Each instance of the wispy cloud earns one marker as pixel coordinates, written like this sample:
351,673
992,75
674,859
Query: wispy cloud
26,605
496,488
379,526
------------------------------------------------
> WHAT YOU WILL DO: Return every line of the listing above verbatim, keeping the original order and punctuation.

> THE ANSWER:
Each instance of the wispy cloud earns one marker as pixel coordinates, written like this sample:
351,673
992,75
674,859
Query: wispy cloud
26,605
496,488
379,526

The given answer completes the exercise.